Give an exact reproduction of all the lines in the listing.

--- Record excerpts ---
○ ○ ○ ○ ○
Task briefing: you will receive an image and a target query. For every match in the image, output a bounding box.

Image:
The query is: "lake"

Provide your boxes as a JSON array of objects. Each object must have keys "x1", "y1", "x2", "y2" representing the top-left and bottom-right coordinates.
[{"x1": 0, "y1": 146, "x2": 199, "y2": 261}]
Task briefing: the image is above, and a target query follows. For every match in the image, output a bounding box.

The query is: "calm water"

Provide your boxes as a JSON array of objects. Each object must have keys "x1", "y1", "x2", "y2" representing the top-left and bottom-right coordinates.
○ ○ ○ ○ ○
--- Final answer ---
Task briefing: you will receive an image and a target query. For every match in the image, output a bounding box.

Image:
The query is: "lake"

Provide your boxes as a JSON array of objects. Each object must have keys "x1", "y1", "x2", "y2" representing the top-left and bottom-right coordinates.
[{"x1": 0, "y1": 146, "x2": 199, "y2": 261}]
Task briefing: the image is above, and a target query follows. For every match in the image, output a bounding box.

The query is: "calm water"

Provide your boxes as a JSON array of objects. Each object must have keys "x1", "y1", "x2", "y2" representing the top-left and bottom-right coordinates.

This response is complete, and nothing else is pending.